# MATERIAL:
◇ ◇ ◇ ◇ ◇
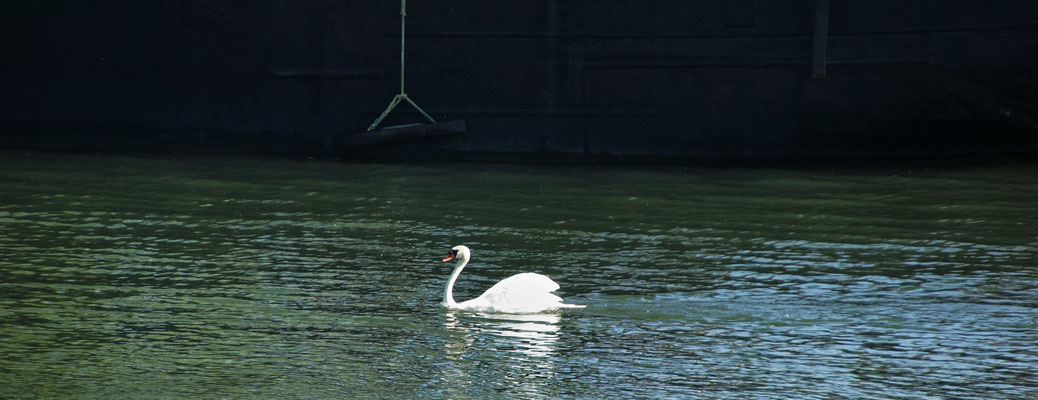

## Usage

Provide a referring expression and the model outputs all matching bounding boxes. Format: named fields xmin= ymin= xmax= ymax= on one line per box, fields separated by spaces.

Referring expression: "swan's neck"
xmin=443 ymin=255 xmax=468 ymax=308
◇ ◇ ◇ ◇ ◇
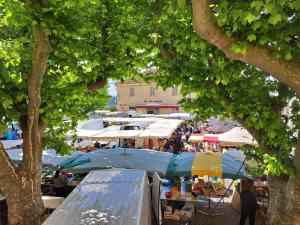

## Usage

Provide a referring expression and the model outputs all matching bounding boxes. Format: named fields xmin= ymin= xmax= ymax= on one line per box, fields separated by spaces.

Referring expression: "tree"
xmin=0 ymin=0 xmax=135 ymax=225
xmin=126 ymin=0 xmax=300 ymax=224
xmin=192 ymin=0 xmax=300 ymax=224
◇ ◇ ◇ ◇ ◇
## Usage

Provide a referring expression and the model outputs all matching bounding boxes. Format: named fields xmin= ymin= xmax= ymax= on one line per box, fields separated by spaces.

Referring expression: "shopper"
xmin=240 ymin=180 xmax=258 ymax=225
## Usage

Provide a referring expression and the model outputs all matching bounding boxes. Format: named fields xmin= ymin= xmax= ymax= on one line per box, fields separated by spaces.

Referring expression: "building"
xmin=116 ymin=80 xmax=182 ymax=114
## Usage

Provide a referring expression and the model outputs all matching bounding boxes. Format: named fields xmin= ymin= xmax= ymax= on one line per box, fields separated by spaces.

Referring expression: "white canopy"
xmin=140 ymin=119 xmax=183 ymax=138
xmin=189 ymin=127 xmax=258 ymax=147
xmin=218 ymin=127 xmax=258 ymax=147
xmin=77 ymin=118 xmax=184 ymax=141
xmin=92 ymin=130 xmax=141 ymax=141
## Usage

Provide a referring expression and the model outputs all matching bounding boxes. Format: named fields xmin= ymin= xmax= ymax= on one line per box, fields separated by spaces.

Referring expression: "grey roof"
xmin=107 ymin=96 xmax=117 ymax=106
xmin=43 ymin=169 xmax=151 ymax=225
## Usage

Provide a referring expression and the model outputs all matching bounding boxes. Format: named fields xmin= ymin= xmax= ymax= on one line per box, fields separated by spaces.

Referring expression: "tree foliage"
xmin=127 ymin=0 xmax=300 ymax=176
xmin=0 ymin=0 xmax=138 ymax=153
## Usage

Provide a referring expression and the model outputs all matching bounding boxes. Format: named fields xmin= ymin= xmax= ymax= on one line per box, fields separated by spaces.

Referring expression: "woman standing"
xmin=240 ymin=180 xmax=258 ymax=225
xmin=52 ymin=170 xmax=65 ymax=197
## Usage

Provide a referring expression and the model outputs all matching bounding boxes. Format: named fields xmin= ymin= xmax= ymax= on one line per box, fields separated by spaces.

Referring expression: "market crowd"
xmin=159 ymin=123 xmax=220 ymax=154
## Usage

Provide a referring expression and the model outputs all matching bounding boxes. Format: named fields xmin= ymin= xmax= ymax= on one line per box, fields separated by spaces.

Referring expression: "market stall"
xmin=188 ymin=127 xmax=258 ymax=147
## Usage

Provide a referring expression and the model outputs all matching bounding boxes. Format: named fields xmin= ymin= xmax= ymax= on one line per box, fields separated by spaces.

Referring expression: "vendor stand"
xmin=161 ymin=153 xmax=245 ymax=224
◇ ◇ ◇ ◇ ◇
# WHAT YOU NEED TO DO:
Copy each line of the records above that contains the word "tree".

# TASK SOLUTION:
Referring expression: "tree"
Referring expression: "tree foliage"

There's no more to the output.